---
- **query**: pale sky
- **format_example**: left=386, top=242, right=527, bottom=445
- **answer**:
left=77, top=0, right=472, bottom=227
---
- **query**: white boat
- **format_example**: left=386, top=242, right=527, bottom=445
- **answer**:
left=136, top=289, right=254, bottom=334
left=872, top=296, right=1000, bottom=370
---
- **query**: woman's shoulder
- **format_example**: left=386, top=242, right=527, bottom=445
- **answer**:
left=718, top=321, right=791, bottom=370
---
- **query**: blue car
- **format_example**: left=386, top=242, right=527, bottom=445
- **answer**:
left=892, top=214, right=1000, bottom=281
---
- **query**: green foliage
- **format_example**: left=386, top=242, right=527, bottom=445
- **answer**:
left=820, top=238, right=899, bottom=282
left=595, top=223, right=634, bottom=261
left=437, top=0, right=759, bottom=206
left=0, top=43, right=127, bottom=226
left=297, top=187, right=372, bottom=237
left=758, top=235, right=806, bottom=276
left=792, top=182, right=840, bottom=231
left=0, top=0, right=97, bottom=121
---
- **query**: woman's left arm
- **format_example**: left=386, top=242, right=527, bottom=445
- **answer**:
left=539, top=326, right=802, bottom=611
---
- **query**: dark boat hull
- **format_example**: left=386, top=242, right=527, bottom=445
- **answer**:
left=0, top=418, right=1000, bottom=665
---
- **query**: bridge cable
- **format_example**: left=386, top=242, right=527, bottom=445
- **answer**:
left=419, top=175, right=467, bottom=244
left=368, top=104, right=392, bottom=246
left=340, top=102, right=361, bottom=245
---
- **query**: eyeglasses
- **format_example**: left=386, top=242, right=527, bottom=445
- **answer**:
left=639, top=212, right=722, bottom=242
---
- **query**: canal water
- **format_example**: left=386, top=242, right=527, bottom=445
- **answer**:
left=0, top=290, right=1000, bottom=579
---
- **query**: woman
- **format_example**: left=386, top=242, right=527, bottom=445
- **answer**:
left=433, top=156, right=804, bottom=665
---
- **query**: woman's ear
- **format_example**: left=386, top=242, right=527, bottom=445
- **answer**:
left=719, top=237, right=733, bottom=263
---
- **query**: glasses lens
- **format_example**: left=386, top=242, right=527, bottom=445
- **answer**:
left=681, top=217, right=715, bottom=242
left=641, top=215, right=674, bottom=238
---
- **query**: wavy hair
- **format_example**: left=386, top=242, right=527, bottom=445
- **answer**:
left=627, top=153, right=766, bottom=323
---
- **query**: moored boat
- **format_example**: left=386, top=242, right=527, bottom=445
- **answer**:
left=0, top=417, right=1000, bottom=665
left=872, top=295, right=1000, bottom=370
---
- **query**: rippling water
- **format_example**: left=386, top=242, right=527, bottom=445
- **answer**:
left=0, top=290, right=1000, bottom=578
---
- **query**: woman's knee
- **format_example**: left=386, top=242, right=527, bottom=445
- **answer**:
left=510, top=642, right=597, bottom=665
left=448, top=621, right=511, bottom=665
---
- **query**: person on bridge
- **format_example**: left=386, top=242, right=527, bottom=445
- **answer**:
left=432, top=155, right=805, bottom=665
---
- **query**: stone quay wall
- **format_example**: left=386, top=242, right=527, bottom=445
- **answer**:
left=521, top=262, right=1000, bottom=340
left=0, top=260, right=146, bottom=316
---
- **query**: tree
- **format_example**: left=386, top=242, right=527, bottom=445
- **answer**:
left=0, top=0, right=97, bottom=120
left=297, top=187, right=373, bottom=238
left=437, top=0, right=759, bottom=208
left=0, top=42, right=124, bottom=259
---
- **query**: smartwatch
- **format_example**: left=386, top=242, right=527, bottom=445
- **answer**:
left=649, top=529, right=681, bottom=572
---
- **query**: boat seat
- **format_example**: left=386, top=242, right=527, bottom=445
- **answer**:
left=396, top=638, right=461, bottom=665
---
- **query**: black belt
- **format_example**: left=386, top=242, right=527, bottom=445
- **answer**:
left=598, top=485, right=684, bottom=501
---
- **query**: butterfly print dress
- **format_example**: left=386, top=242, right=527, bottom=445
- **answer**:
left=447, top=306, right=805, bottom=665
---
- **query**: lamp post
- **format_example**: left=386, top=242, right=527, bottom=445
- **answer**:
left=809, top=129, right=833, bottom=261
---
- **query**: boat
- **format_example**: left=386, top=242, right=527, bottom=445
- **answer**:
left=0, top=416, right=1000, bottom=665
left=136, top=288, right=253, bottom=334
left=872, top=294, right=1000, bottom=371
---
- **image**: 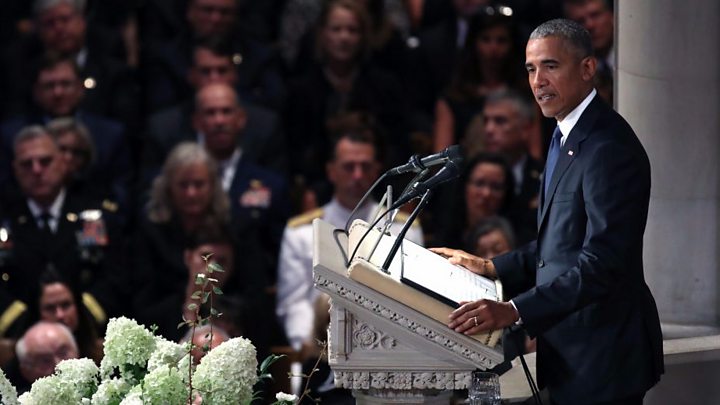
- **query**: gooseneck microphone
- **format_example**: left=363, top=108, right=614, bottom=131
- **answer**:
left=387, top=145, right=461, bottom=176
left=390, top=156, right=462, bottom=210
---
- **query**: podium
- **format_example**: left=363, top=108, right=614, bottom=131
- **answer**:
left=313, top=219, right=503, bottom=404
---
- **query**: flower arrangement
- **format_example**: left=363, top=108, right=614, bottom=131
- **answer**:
left=0, top=252, right=298, bottom=405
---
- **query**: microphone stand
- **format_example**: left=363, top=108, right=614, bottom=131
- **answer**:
left=382, top=188, right=432, bottom=273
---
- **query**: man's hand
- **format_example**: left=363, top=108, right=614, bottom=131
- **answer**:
left=448, top=300, right=520, bottom=335
left=430, top=248, right=497, bottom=278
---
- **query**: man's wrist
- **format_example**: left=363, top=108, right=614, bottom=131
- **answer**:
left=510, top=300, right=522, bottom=325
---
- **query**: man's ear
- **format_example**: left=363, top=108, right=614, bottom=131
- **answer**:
left=580, top=56, right=597, bottom=82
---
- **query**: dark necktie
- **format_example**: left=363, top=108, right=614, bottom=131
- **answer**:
left=543, top=127, right=562, bottom=198
left=40, top=212, right=53, bottom=236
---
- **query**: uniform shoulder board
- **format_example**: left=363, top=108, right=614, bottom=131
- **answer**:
left=102, top=199, right=118, bottom=212
left=288, top=208, right=323, bottom=228
left=395, top=211, right=420, bottom=227
left=0, top=300, right=27, bottom=336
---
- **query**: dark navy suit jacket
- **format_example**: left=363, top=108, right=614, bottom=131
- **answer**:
left=493, top=96, right=663, bottom=404
left=0, top=111, right=132, bottom=211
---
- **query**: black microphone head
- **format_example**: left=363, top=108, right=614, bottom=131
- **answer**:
left=445, top=145, right=462, bottom=160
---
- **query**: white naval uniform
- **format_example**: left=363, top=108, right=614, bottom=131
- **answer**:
left=275, top=198, right=423, bottom=350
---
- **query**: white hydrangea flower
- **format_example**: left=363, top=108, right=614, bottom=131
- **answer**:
left=55, top=358, right=99, bottom=398
left=100, top=317, right=155, bottom=376
left=91, top=378, right=132, bottom=405
left=275, top=392, right=297, bottom=404
left=193, top=338, right=257, bottom=405
left=0, top=369, right=19, bottom=405
left=148, top=336, right=189, bottom=372
left=18, top=391, right=35, bottom=405
left=142, top=365, right=188, bottom=405
left=25, top=375, right=82, bottom=405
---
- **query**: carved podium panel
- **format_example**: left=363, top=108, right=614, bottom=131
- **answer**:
left=313, top=219, right=503, bottom=404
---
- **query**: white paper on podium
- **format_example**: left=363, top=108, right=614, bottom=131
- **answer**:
left=348, top=221, right=502, bottom=308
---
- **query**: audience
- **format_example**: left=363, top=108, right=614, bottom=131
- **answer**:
left=8, top=321, right=79, bottom=393
left=482, top=91, right=543, bottom=245
left=285, top=0, right=409, bottom=200
left=0, top=57, right=132, bottom=215
left=433, top=153, right=513, bottom=249
left=0, top=0, right=572, bottom=398
left=433, top=13, right=529, bottom=151
left=1, top=126, right=126, bottom=315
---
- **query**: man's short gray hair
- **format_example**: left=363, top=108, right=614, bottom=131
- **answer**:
left=530, top=18, right=593, bottom=59
left=15, top=321, right=78, bottom=364
left=485, top=90, right=535, bottom=122
left=33, top=0, right=85, bottom=18
left=13, top=125, right=57, bottom=152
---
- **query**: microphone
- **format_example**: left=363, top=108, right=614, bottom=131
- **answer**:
left=388, top=145, right=461, bottom=176
left=390, top=156, right=462, bottom=210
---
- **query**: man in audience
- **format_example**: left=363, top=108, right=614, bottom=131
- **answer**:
left=482, top=91, right=543, bottom=245
left=13, top=321, right=78, bottom=393
left=0, top=126, right=124, bottom=314
left=193, top=84, right=290, bottom=281
left=145, top=0, right=285, bottom=111
left=565, top=0, right=615, bottom=100
left=142, top=40, right=287, bottom=181
left=3, top=0, right=141, bottom=128
left=0, top=57, right=131, bottom=216
left=276, top=121, right=423, bottom=352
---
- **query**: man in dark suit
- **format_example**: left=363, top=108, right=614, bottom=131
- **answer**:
left=0, top=125, right=124, bottom=315
left=142, top=41, right=288, bottom=187
left=0, top=57, right=132, bottom=224
left=482, top=90, right=543, bottom=245
left=193, top=84, right=290, bottom=282
left=437, top=20, right=664, bottom=405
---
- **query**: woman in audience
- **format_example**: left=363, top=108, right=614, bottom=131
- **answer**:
left=286, top=0, right=409, bottom=205
left=433, top=13, right=527, bottom=151
left=2, top=269, right=107, bottom=365
left=133, top=142, right=230, bottom=340
left=435, top=153, right=513, bottom=249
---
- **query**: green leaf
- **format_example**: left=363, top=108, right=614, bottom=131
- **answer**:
left=208, top=262, right=225, bottom=273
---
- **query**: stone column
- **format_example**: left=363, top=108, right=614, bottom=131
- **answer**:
left=615, top=0, right=720, bottom=338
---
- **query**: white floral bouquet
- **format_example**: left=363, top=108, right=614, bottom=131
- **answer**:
left=0, top=317, right=296, bottom=405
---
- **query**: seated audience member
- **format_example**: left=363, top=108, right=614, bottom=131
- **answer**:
left=0, top=269, right=107, bottom=365
left=276, top=128, right=423, bottom=400
left=133, top=142, right=264, bottom=340
left=180, top=324, right=230, bottom=364
left=193, top=84, right=290, bottom=281
left=433, top=13, right=529, bottom=151
left=433, top=153, right=513, bottom=248
left=8, top=321, right=78, bottom=394
left=564, top=0, right=615, bottom=105
left=465, top=217, right=515, bottom=259
left=145, top=0, right=285, bottom=112
left=2, top=0, right=141, bottom=129
left=0, top=126, right=126, bottom=316
left=277, top=128, right=423, bottom=350
left=482, top=91, right=543, bottom=245
left=142, top=40, right=288, bottom=181
left=0, top=57, right=132, bottom=213
left=285, top=0, right=410, bottom=196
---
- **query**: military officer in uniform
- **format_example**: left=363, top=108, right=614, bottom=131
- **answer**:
left=0, top=125, right=125, bottom=321
left=276, top=130, right=423, bottom=356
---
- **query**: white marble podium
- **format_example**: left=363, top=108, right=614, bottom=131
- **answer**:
left=313, top=220, right=503, bottom=404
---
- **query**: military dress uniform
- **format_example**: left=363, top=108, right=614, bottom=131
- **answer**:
left=0, top=189, right=125, bottom=329
left=276, top=198, right=423, bottom=349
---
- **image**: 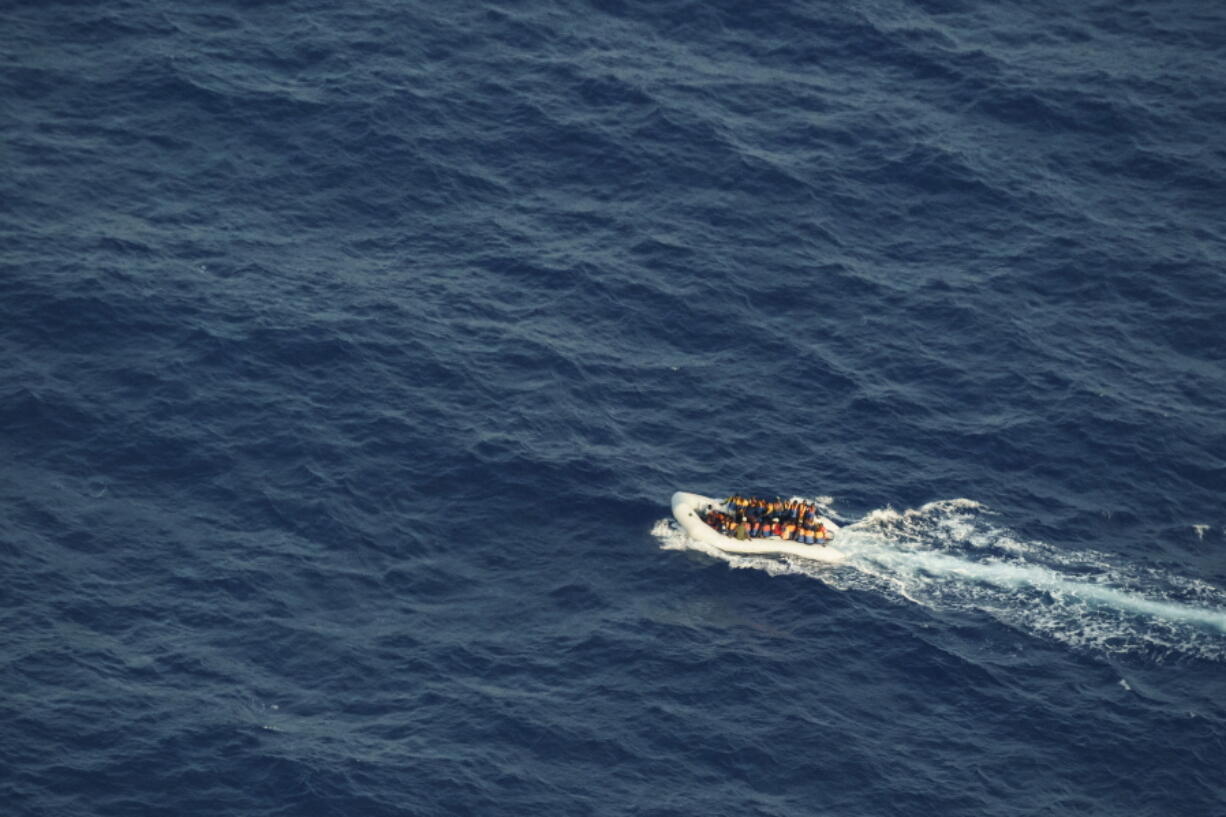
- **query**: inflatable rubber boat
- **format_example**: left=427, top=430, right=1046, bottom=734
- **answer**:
left=673, top=491, right=846, bottom=562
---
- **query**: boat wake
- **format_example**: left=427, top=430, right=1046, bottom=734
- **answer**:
left=652, top=499, right=1226, bottom=661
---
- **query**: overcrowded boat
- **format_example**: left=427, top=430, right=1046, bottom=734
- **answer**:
left=672, top=491, right=846, bottom=562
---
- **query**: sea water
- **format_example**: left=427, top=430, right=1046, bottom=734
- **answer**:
left=0, top=0, right=1226, bottom=817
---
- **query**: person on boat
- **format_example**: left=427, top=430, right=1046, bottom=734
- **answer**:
left=813, top=519, right=830, bottom=545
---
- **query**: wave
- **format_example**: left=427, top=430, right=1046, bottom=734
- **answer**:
left=652, top=499, right=1226, bottom=662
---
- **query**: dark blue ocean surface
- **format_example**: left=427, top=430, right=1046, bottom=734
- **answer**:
left=0, top=0, right=1226, bottom=817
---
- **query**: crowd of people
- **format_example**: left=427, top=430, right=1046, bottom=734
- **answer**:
left=702, top=494, right=831, bottom=545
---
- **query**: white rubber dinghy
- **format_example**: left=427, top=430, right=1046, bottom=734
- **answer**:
left=673, top=491, right=846, bottom=562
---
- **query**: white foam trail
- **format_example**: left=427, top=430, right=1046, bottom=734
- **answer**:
left=652, top=499, right=1226, bottom=660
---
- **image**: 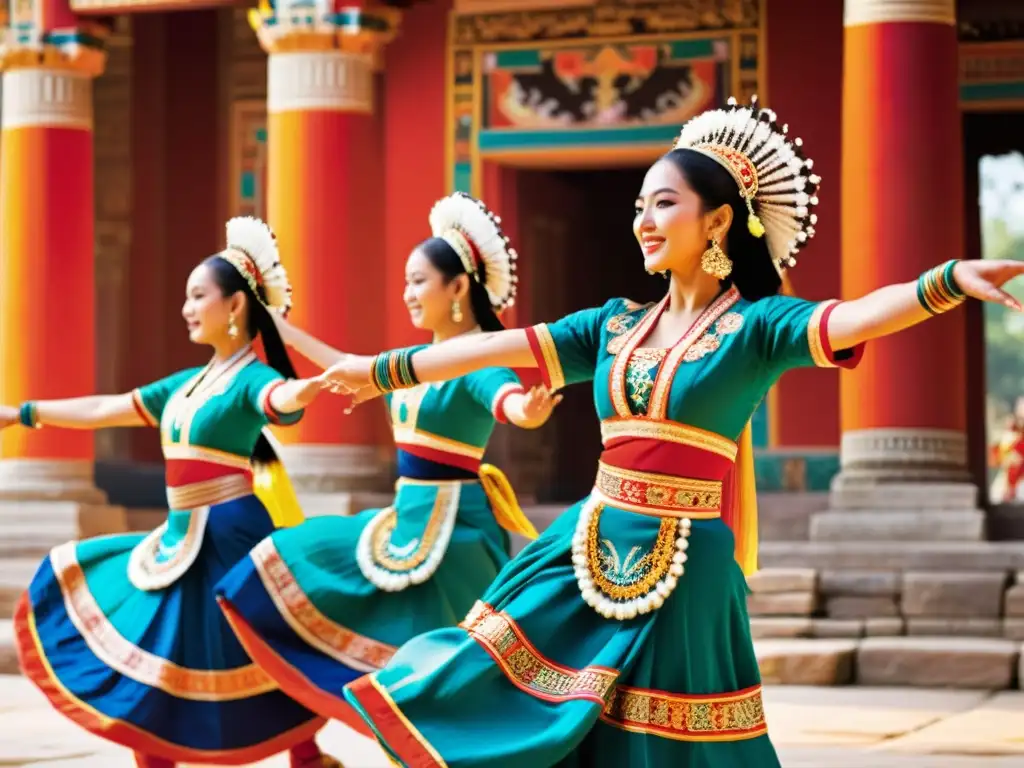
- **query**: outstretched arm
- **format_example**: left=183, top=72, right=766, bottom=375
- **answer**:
left=324, top=329, right=537, bottom=389
left=503, top=385, right=562, bottom=429
left=828, top=259, right=1024, bottom=349
left=271, top=312, right=345, bottom=371
left=0, top=392, right=147, bottom=429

→ **INSTRUCTIONS FOR THE TASK**
Swap "white boat" for "white sailboat" in the rows from the first line through the line with "left=892, top=214, right=1000, bottom=281", and give those lines again with nothing else changed.

→ **TASK SOLUTION**
---
- **query**: pale sky
- **format_example**: left=386, top=242, right=527, bottom=445
- **answer**:
left=77, top=0, right=472, bottom=227
---
- **query**: white sailboat
- **format_example**: left=386, top=242, right=527, bottom=445
- **answer**:
left=136, top=289, right=254, bottom=334
left=872, top=296, right=1000, bottom=370
---
- **query**: woman's shoulder
- **format_example**: left=386, top=242, right=527, bottom=445
- **answer**:
left=718, top=321, right=791, bottom=370
---
- **query**: blue car
- **format_example**: left=386, top=242, right=527, bottom=445
- **answer**:
left=892, top=214, right=1000, bottom=281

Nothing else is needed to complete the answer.